* **SELECTION**:
::::::::::
If IGMP snooping is enabled in the switches, they see the initial IGMP group subscription sent by the hosts and assigns the switch port to receive traffic from that group. However, that membership will rapidly time out unless it is refreshed, and the IGMP protocol spec requires that a router issue IGMP queries which get hosts to re-subscribe. This process of the router issuing queries and the hosts re-subscribing is what keeps the group memberships live in the switch. If this is not configured, multicasting appears to "work" briefly but then stops.
IGMP querying is independent of PIM, which is a router-router protocol for creating wide-scale groups. You also mention "Cisco multicast" which is presumably CGMP, but CGMP is a router-switch protocol and it does not function as a substitute for IGMP.
The easiest way to verify that at least once device is configured as an IGMP querier is to perform a packet trace using a tool like WireShark. You should expect to see IGMP query messages from the router to 224.0.0.1 (the all-hosts group) fairly regularly, at a frequency high enough for the switches to not time out the host group memberships. A typical querier will transmit every minute, while a typical switch timeout is 3 minutes.
Beyond that, the only thing of consequence related to VLANs and multicast is that many switches have a limit on the number of supported simultaneous multicast groups; when partitioning the switch ports into VLANs, for many if not most switches that internal table ends up being divided amongst the VLANs (so, a switch that supported 32 multicast groups would only support 8 groups per VLAN if there were 4 VLANs). Configuring large numbers of VLANs can thus end up meaning no individual VLAN can support enough groups to actually function using multicast IP.
I don't think that concern is likely to be related to your situation, but if your switches do have a group limit like this, it would be a good idea to find out what it is.
::::::::::
* **MATERIAL**:
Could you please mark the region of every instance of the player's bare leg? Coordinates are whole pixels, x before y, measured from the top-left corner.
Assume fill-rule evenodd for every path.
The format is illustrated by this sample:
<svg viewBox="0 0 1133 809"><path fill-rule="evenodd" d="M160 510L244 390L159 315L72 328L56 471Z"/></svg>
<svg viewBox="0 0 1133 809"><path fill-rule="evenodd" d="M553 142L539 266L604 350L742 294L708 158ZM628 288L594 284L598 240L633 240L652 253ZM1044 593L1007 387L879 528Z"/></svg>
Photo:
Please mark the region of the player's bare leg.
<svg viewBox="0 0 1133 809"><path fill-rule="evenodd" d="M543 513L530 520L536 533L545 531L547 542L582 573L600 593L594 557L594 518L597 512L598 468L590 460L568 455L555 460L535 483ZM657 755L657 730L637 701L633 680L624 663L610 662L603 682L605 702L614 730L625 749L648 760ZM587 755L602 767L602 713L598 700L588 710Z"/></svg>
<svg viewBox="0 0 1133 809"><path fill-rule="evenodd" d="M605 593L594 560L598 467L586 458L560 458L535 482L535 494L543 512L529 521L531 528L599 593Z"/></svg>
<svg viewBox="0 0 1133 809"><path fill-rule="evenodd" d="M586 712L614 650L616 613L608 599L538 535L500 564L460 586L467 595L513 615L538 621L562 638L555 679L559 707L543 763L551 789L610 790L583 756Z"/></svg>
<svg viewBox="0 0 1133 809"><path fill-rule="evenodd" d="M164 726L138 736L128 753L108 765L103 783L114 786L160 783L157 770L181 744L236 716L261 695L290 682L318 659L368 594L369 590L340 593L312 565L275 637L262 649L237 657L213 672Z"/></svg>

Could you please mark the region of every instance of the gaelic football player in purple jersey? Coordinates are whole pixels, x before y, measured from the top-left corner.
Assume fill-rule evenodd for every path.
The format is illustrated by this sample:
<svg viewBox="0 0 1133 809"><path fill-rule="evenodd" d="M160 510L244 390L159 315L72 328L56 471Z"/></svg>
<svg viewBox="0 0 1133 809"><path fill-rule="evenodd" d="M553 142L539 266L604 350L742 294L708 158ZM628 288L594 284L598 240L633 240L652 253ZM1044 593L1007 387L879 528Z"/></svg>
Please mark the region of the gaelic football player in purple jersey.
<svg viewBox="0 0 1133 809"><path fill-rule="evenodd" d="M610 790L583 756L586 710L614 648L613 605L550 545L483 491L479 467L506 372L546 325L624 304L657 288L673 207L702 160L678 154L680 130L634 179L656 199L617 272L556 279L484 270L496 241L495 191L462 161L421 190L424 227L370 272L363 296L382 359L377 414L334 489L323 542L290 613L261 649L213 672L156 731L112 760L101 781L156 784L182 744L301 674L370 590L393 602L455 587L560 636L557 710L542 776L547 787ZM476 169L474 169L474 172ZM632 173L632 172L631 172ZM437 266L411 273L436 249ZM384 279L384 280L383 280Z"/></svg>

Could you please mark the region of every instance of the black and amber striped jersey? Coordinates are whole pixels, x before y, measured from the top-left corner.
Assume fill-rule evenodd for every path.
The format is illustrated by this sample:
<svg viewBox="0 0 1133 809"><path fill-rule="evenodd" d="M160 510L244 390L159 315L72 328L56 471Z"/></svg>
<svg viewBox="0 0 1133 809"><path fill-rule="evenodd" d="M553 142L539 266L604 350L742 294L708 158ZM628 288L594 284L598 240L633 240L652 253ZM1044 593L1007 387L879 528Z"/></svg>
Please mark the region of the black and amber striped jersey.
::::::::::
* **WORK TO DO**: From the text on IGMP querying, extract the stretch that runs from "I don't think" up to and including "what it is.", copying it word for word.

* **ANSWER**:
I don't think that concern is likely to be related to your situation, but if your switches do have a group limit like this, it would be a good idea to find out what it is.